SET EXERCISE ▸
Please output exactly the run of lines that starts at the line with "[locate] bicycle crank" and ends at the last line of the records below.
— start —
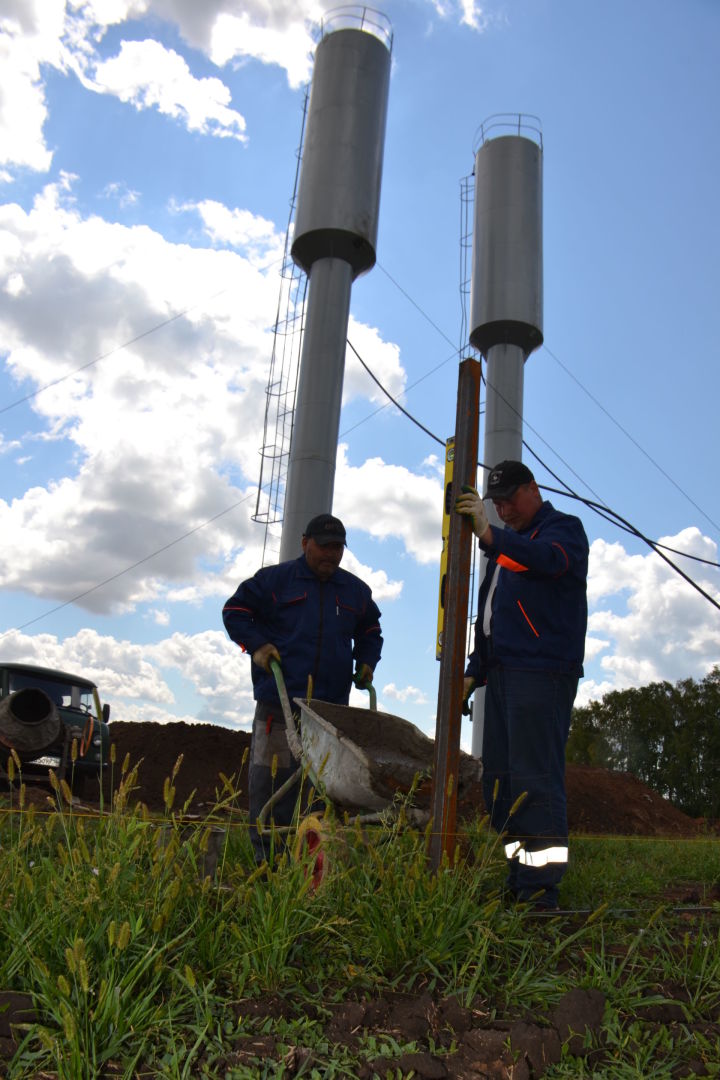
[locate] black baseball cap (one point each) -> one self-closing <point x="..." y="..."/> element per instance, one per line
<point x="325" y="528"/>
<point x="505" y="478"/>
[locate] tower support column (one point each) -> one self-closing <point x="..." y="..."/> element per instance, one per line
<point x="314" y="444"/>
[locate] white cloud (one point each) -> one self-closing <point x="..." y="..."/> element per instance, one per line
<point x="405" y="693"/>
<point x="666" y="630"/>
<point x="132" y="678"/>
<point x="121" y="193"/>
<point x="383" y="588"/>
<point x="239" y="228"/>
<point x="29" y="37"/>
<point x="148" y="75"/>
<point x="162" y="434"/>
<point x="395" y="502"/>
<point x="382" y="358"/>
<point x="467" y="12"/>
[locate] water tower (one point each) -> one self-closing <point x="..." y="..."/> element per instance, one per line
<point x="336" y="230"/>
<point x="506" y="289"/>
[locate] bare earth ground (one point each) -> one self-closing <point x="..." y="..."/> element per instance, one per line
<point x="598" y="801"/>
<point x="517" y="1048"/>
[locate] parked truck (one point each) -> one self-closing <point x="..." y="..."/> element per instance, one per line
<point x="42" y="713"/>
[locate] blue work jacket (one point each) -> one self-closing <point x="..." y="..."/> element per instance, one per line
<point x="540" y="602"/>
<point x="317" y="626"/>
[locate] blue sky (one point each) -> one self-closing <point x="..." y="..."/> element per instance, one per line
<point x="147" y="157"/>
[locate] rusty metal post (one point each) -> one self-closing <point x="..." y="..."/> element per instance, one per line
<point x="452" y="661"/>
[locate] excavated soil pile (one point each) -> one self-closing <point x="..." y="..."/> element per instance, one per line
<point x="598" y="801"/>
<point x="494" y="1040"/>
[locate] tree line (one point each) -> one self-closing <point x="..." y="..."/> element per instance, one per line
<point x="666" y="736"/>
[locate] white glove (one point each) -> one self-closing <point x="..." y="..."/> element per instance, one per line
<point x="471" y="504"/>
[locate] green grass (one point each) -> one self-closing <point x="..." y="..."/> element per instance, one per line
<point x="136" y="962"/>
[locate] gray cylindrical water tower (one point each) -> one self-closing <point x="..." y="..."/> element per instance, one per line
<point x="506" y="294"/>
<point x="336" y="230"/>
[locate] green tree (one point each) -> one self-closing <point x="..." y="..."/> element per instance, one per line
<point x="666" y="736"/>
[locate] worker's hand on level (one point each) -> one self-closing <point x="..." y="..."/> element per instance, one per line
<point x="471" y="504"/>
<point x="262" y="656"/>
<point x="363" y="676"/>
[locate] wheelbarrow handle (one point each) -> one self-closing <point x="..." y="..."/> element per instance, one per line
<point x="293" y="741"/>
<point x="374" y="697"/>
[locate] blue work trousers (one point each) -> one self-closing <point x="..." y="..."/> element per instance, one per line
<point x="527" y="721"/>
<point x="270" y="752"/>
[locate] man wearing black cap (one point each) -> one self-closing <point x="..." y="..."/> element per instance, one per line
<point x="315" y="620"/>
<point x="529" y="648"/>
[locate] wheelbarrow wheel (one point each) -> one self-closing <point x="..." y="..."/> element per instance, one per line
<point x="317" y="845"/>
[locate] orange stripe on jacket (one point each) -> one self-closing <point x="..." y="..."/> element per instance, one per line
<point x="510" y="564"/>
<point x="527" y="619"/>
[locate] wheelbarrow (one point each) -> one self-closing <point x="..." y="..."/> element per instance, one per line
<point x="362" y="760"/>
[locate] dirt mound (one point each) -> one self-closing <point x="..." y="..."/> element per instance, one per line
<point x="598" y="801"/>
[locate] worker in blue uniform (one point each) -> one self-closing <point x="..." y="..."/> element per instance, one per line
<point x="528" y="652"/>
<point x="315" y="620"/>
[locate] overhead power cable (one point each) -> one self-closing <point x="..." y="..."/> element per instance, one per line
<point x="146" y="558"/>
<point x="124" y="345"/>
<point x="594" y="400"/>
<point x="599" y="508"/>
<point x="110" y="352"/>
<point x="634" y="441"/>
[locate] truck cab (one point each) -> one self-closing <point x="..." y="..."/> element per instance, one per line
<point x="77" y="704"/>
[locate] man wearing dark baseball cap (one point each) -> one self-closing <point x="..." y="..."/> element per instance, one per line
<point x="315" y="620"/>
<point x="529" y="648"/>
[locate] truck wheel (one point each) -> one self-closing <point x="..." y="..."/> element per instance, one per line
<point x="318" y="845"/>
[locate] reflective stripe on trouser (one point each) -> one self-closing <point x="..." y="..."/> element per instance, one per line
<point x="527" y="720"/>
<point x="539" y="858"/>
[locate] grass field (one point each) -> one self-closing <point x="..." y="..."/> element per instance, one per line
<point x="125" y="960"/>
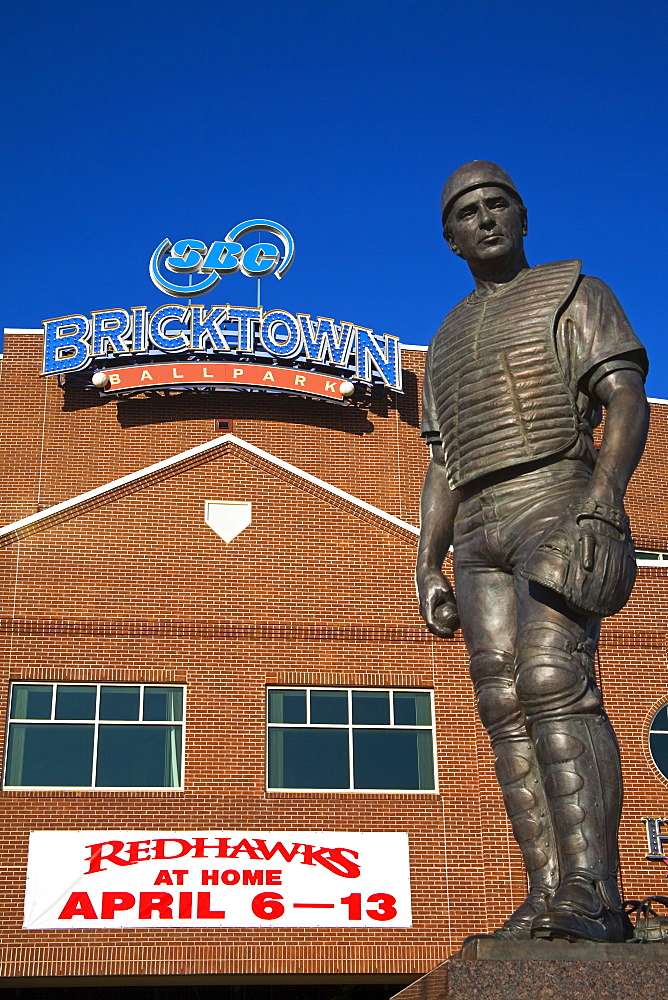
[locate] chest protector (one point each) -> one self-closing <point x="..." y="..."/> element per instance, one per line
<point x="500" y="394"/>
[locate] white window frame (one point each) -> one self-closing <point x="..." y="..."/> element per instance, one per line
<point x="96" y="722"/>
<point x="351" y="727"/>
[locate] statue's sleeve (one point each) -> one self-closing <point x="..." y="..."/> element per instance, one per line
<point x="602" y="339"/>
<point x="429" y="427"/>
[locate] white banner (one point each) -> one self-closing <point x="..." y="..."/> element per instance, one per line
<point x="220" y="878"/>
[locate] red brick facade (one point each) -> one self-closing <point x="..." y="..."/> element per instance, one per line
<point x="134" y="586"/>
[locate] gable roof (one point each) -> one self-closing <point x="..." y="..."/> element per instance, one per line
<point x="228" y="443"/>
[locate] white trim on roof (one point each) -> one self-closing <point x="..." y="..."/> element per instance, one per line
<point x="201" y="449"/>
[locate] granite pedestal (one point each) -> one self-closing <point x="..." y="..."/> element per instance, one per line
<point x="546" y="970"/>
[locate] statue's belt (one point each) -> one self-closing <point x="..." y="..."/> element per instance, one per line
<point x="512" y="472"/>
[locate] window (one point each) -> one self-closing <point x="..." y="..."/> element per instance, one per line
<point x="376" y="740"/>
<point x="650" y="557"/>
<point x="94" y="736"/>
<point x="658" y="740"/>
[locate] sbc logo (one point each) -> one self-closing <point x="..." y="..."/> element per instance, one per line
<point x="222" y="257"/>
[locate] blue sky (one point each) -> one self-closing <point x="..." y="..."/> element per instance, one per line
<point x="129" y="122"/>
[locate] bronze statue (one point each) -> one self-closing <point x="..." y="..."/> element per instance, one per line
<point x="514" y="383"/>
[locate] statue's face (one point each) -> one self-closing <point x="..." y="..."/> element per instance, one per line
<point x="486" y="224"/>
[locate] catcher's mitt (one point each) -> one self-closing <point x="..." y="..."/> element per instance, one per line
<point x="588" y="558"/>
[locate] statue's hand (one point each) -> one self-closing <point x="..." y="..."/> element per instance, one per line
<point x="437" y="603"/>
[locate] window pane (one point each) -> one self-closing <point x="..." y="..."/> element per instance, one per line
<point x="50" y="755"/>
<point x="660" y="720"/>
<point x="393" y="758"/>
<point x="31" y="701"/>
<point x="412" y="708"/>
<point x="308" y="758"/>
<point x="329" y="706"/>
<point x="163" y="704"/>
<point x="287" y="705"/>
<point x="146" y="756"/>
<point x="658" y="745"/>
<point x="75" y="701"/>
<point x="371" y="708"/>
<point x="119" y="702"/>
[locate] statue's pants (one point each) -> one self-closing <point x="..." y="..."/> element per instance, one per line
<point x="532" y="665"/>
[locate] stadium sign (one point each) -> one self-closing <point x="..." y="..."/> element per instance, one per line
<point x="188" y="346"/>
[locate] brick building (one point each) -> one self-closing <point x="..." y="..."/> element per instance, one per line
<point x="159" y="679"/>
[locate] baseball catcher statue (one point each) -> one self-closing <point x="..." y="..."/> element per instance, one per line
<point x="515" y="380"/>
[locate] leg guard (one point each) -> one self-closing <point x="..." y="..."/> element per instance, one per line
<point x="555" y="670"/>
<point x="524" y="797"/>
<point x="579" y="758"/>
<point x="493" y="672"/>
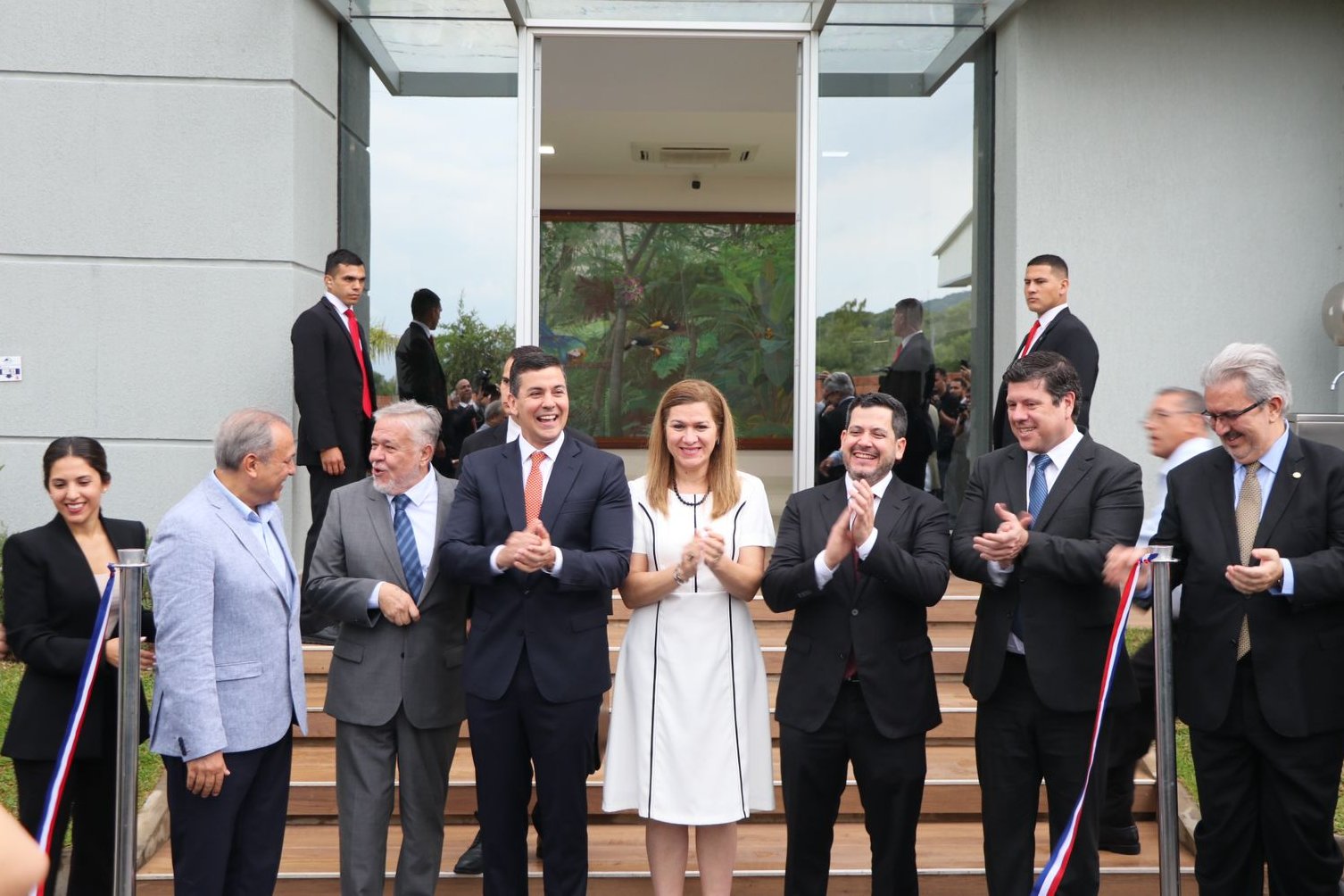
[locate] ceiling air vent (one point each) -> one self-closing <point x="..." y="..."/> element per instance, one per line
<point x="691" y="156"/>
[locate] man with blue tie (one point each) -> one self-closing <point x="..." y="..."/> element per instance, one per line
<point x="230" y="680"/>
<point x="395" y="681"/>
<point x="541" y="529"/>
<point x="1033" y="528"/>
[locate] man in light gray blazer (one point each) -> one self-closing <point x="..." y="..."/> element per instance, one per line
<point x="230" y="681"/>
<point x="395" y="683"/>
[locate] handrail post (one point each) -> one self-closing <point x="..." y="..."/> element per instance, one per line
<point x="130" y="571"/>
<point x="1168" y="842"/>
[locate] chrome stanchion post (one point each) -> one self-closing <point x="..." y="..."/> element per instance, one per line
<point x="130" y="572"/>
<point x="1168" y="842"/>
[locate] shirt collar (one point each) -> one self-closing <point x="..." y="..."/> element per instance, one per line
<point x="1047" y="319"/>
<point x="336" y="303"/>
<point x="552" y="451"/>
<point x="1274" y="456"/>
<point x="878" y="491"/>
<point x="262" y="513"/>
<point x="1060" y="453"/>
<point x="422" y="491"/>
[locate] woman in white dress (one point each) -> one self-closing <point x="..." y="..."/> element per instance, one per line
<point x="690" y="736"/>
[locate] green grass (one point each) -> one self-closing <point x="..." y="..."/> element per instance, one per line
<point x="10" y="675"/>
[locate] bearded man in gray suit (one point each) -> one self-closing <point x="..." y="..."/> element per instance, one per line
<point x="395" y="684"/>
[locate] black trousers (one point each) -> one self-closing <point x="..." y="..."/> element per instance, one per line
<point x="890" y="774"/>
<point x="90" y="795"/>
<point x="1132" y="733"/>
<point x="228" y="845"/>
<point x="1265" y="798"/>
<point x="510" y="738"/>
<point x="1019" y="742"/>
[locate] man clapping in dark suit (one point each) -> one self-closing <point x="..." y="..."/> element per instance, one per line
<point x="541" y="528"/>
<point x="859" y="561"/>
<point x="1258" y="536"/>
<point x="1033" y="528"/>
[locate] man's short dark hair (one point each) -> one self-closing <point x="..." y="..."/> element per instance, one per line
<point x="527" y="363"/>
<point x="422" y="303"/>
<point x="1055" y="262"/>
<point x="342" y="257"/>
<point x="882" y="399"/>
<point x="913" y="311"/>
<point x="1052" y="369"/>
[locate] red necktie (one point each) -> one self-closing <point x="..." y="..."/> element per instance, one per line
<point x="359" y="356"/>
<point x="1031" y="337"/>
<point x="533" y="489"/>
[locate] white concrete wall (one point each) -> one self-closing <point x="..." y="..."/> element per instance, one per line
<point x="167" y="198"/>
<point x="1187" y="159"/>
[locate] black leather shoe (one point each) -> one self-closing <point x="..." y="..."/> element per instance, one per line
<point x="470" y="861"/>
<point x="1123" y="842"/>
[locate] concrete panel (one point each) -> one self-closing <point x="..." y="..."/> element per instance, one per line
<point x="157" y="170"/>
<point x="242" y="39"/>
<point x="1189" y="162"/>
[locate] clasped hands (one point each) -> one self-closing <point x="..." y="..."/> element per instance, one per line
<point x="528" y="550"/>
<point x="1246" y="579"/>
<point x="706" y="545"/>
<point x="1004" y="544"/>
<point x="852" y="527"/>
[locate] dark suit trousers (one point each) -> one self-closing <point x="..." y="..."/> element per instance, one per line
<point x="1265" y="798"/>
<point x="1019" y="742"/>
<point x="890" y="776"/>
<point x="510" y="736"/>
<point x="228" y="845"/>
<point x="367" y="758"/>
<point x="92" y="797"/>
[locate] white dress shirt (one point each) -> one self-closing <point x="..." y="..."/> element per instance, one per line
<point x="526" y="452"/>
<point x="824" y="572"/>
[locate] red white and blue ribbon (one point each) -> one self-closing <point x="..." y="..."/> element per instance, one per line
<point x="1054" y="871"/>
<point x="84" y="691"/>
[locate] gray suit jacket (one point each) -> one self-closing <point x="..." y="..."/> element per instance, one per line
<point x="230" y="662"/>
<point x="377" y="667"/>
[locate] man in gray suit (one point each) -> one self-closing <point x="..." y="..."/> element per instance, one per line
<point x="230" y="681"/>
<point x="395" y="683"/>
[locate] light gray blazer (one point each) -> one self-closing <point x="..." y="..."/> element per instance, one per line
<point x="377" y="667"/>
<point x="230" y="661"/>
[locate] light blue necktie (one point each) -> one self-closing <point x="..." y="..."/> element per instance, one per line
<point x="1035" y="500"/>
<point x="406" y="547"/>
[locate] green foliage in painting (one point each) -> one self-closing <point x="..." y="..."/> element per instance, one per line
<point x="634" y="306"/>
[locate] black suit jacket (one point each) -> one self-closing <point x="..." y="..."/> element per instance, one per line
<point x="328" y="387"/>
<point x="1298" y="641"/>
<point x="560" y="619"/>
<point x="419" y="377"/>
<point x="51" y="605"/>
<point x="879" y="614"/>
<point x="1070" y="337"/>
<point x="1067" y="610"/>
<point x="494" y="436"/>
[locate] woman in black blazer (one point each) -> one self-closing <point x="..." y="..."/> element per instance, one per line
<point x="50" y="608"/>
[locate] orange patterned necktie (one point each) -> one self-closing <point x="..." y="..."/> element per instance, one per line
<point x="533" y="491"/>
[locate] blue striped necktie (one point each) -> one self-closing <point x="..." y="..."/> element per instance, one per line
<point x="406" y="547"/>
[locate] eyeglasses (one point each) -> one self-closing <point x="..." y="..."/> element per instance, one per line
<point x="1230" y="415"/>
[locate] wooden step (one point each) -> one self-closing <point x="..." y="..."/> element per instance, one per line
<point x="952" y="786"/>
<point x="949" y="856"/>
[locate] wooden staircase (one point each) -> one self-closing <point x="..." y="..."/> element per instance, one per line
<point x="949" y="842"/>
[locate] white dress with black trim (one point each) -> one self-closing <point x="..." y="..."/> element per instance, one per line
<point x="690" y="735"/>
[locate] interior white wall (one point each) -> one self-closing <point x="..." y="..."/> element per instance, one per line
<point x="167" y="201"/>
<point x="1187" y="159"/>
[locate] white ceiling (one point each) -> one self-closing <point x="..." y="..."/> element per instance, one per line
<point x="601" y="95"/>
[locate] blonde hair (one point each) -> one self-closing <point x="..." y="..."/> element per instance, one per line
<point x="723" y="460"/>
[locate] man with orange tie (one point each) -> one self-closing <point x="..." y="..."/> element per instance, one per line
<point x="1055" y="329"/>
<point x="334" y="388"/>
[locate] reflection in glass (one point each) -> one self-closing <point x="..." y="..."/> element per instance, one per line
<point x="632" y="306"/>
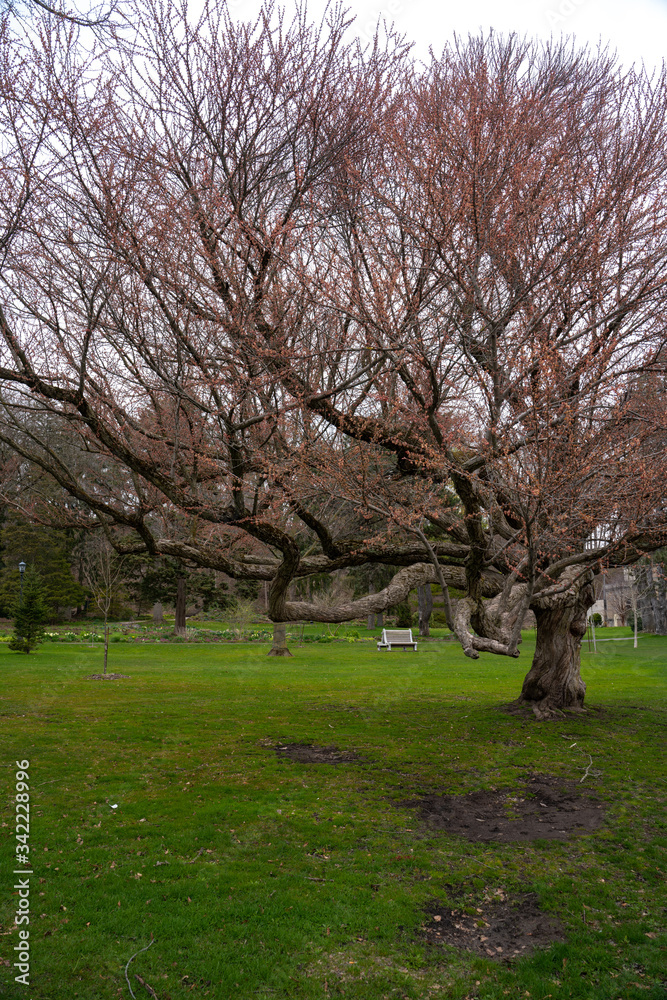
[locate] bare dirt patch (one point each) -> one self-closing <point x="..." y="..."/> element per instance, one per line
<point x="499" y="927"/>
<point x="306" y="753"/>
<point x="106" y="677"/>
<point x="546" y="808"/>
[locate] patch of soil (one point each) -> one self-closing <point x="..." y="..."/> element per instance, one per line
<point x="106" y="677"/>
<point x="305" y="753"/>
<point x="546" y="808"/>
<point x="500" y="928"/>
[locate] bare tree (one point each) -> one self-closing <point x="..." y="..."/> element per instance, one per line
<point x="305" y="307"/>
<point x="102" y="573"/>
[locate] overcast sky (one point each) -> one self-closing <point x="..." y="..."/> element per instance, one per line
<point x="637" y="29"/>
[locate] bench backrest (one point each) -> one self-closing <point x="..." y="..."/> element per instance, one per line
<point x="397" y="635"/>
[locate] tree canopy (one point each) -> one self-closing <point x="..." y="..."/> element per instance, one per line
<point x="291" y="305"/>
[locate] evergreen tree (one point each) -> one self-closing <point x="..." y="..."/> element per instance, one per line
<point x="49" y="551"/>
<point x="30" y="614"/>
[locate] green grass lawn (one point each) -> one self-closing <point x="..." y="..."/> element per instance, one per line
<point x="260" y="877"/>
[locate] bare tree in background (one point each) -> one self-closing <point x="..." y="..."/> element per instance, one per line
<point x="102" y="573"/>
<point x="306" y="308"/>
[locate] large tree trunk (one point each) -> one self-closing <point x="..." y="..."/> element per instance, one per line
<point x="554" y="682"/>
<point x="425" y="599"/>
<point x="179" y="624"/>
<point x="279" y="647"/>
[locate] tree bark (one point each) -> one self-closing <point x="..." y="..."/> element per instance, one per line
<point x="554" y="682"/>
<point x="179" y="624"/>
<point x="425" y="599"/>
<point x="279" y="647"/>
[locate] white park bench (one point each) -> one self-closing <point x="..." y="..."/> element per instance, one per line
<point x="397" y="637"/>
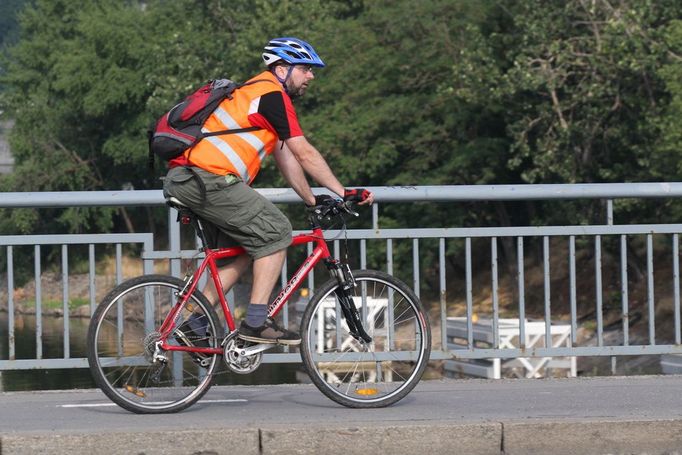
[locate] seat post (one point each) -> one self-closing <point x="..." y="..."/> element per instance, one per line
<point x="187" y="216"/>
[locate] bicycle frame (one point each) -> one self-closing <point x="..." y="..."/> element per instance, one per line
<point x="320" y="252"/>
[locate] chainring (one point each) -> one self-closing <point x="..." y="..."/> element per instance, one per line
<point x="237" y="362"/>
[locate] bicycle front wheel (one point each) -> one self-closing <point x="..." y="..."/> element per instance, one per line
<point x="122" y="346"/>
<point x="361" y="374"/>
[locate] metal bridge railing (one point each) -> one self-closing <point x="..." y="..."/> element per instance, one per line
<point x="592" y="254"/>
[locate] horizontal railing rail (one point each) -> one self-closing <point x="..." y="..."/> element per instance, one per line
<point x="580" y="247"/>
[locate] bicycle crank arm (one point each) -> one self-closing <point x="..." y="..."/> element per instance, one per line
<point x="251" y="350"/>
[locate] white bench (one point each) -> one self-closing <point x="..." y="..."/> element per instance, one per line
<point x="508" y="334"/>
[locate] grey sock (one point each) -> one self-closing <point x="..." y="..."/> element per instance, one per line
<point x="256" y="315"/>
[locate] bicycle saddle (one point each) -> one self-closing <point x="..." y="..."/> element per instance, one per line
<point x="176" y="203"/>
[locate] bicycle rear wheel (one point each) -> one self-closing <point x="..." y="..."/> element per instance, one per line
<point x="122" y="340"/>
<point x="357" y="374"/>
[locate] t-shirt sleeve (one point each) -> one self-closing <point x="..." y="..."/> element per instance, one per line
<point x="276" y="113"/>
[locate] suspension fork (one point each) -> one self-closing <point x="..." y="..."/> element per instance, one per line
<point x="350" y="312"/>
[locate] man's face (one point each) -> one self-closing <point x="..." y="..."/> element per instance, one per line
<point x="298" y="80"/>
— end —
RESPONSE BELOW ▸
[locate] bicycle crank arm (one point each) -> one self-closing <point x="..." y="..."/> element per instance, one per line
<point x="251" y="350"/>
[locate] white bench (one point each) -> one self-closing <point x="..." y="..."/> element per instance, one per line
<point x="508" y="334"/>
[locate] grey sock (one point each) -> one self-closing <point x="..." y="..."/> element per instance, one per line
<point x="256" y="315"/>
[locate] bicycle saddle (one point each) -> one self-closing <point x="..." y="..."/> element per instance, one per line
<point x="176" y="203"/>
[locate] bicycle rear wheel (one point each) -> one self-closing <point x="..." y="..."/> element per instance, one per line
<point x="122" y="340"/>
<point x="357" y="374"/>
[locate] t-shirt sleeve (one point each) -> one self-closing <point x="..." y="..."/> element per instance, one per line
<point x="276" y="113"/>
[locate] suspension fork (one point each) -> one self-closing <point x="..." y="..."/> element per instance, one per line
<point x="350" y="312"/>
[locate] man's face (one point each) -> one self-closing <point x="..." y="..."/> element per instance, one per line
<point x="298" y="80"/>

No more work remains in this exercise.